__TASK DETAILS__:
Skip the pictures. Transcribe the rest of the data below without changing a word.

Point annotation records:
+ + + +
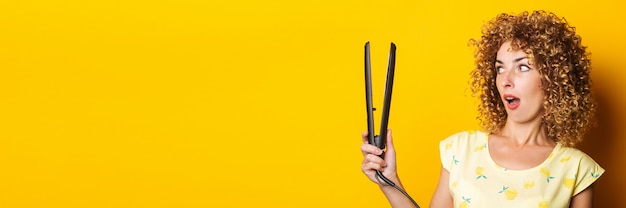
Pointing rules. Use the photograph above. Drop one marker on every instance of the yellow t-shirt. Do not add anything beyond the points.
(477, 181)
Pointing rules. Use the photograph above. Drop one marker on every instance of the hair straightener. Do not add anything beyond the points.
(381, 139)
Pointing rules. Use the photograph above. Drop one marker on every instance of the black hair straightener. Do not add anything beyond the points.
(381, 139)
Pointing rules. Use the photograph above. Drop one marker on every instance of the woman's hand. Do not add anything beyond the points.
(372, 161)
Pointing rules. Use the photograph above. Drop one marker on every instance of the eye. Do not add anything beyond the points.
(499, 69)
(524, 68)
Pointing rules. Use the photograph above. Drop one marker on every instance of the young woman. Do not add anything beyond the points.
(532, 80)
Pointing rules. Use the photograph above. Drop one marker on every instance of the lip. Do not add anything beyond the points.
(511, 106)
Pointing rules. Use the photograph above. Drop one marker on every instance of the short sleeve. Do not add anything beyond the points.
(588, 172)
(444, 153)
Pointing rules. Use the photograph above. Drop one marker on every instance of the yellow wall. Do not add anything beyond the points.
(182, 103)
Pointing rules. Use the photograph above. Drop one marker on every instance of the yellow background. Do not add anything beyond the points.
(181, 103)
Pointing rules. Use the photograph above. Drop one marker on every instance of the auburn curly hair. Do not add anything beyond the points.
(556, 52)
+ + + +
__EXPECTED OUTPUT__:
Pointing rules. Use the photograph above. Drop one marker on every instance of the yellow t-shirt. Do not add anything beyond the points.
(477, 181)
Pointing rules. Use the photograph above. Drop one marker on every instance of the hair straightener. Do not add anything beyond the points.
(381, 139)
Pointing rules. Use the photograph above. Drop one marker on every instance of the black hair straightener. Do not add anything beyond the points.
(381, 139)
Pointing rules. Use the photograph above. Drop one marker on every instance of the woman's hand. Do not add anything beyond the points.
(372, 161)
Pointing rules. Use the photograph above. Drop one marker on every instance of the eye. Do not add anything beyond the points.
(499, 69)
(524, 68)
Pointing rules. Use the photograph above. Drop one marker on every instance of the young woman. Do not add anything beyond the points.
(532, 80)
Pointing rules. Use the photograph above. Drop one marker on every instance of the lip. Do not add anything beyond the points.
(511, 106)
Pointing rules. Use the photograph above. Drop one marker on every instance of the short sleeve. Do not add anything beyond the points.
(588, 172)
(444, 153)
Pointing rules. Use the photograph above. Drop one marker on every instance of the yellow wall. Do not add anything beyond the points.
(182, 103)
Pointing rules. Use the photograph above. Drop one marker on every instance of the yellow background. Do not add anything beyond the points.
(181, 103)
Pointing rules. Use the photograph above. Drop one marker on every instance of the auburn curly hair. Do not add anything beyond the points.
(556, 52)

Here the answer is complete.